[Stored records]
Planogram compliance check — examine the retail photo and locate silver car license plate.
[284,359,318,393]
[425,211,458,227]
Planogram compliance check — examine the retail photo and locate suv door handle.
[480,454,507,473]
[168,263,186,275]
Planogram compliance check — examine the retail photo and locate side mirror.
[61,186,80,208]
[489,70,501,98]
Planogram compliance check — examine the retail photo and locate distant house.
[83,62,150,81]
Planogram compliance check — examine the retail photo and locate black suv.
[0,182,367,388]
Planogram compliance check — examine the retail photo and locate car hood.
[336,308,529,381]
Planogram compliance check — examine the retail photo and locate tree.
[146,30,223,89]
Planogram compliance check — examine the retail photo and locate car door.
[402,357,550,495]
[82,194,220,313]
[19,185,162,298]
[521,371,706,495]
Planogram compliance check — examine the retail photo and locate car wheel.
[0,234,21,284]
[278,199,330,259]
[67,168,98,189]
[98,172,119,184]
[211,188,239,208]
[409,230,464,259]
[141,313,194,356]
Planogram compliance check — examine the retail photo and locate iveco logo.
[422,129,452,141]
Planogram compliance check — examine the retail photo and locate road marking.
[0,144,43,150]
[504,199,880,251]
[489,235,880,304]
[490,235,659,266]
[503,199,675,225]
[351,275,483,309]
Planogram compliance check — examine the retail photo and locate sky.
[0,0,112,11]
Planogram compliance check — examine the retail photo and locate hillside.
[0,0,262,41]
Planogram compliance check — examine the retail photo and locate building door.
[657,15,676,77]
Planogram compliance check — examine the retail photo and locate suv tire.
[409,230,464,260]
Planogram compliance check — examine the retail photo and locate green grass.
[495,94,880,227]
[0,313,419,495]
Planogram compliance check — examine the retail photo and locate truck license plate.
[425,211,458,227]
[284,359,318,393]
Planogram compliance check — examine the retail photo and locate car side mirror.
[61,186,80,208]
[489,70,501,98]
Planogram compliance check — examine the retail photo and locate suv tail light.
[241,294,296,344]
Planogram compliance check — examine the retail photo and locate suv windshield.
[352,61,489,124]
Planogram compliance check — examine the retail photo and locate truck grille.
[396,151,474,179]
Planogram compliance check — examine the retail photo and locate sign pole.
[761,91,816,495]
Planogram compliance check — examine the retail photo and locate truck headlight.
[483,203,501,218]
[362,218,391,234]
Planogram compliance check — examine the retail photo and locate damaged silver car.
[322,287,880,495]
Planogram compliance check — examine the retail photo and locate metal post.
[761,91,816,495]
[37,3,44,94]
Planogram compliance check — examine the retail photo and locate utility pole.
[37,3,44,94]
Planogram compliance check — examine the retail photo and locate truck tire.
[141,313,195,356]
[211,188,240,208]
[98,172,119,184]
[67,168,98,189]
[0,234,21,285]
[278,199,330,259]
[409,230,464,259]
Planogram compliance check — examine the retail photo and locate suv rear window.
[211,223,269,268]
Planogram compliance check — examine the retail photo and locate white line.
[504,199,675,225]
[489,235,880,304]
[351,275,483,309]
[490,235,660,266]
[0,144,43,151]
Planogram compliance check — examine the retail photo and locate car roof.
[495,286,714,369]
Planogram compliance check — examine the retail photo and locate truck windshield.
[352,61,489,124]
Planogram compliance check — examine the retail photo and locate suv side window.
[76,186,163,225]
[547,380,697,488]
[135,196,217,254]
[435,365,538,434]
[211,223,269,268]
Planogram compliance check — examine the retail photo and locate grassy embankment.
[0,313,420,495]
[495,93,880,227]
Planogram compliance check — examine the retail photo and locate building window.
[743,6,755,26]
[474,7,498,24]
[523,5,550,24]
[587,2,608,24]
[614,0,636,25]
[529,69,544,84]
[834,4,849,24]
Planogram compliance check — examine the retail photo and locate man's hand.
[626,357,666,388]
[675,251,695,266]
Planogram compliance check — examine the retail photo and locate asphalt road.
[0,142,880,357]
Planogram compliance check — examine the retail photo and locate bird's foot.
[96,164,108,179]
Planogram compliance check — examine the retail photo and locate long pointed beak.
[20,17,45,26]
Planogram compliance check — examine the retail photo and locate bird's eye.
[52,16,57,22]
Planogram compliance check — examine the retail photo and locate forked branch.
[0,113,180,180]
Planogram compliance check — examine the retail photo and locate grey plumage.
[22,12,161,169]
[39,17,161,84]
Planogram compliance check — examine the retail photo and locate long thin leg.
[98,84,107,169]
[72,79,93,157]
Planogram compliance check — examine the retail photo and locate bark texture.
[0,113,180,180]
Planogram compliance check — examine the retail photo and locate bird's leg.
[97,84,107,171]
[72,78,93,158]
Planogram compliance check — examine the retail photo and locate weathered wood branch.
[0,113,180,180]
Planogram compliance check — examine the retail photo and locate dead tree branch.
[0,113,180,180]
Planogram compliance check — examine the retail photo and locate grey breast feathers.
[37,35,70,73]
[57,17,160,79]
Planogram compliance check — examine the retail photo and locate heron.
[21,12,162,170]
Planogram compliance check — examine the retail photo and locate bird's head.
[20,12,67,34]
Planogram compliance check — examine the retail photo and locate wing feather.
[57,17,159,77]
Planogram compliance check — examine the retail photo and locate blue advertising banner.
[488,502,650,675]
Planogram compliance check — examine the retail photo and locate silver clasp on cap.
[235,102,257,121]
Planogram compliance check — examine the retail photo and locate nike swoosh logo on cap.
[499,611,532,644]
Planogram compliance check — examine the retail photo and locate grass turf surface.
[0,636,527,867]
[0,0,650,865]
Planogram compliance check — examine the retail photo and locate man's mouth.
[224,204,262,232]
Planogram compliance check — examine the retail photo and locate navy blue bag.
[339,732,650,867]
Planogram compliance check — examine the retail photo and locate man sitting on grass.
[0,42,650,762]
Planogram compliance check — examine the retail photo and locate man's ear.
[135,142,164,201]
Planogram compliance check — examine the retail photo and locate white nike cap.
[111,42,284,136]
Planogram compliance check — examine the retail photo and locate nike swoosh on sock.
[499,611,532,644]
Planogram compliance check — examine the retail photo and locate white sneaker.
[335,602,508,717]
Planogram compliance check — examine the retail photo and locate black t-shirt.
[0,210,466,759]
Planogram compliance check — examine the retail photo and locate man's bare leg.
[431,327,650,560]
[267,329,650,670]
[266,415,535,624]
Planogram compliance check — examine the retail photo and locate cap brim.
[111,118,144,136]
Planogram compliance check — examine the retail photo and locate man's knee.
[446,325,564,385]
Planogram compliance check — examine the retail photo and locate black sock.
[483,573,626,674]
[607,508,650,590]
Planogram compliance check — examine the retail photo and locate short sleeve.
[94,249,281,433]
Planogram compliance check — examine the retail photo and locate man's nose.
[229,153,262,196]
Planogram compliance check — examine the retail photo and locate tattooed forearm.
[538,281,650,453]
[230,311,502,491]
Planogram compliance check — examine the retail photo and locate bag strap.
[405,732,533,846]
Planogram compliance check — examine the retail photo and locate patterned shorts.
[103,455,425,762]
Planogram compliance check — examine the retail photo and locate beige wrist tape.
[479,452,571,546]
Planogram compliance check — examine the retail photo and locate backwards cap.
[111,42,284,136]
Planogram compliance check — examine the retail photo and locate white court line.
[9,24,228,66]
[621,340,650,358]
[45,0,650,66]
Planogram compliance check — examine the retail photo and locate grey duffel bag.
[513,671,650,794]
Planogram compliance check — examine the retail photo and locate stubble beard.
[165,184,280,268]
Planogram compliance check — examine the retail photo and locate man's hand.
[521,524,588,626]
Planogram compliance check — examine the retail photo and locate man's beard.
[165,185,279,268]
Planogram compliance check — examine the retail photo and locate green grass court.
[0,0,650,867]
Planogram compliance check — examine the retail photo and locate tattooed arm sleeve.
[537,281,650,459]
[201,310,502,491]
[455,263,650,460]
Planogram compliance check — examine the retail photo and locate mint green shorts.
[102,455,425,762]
* * *
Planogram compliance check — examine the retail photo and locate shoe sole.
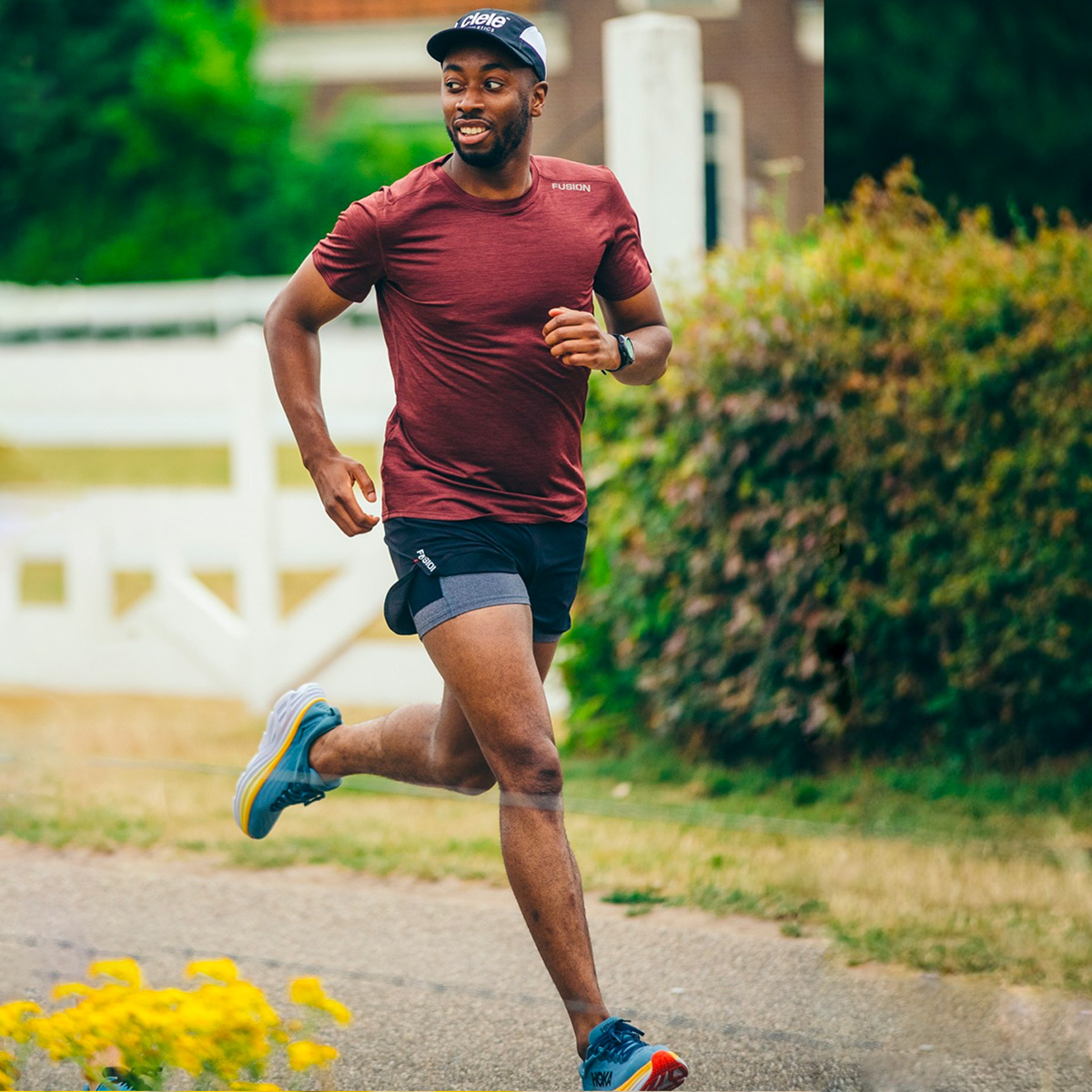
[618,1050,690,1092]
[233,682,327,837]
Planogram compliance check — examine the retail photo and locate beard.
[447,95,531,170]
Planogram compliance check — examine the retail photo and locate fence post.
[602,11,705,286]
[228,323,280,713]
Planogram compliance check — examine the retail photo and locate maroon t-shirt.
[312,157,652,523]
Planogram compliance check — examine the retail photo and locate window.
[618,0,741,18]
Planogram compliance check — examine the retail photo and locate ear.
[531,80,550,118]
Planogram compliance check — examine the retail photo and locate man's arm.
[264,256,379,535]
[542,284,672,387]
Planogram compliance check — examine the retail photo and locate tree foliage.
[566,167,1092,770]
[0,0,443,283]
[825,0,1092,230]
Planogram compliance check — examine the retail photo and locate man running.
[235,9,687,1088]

- _Stated goal_
Give the entries from the line containing "locate fence post." through the line containing "[235,9,687,1088]", both ends included, as a Markdown table with columns Row and Line, leaving out any blank lines.

- _Result of the exercise_
| Row | Line |
|---|---|
| 1 | Planogram compliance check — examine the retail photo and locate fence post. |
| 2 | [602,11,705,286] |
| 3 | [228,323,280,713] |
| 4 | Planogram compliance check — examine the retail photo and locate maroon t-shirt. |
| 5 | [312,157,652,523] |
| 6 | Planogram compliance check — examine the retail photo and locate window. |
| 7 | [618,0,741,18] |
| 8 | Planogram compliance check — examine the retail photo and locate ear. |
| 9 | [531,80,550,118] |
| 10 | Planogram compliance check — examine the retail photo and locate man's arm. |
| 11 | [264,256,379,535] |
| 12 | [542,284,672,387] |
| 13 | Planogram compliance check — examine the retail photo and locate tree foliage. |
| 14 | [566,167,1092,770] |
| 15 | [0,0,443,283] |
| 16 | [825,0,1092,230] |
| 17 | Planogram compliance check — examine the retail photo and locate man running. |
| 18 | [235,9,687,1088] |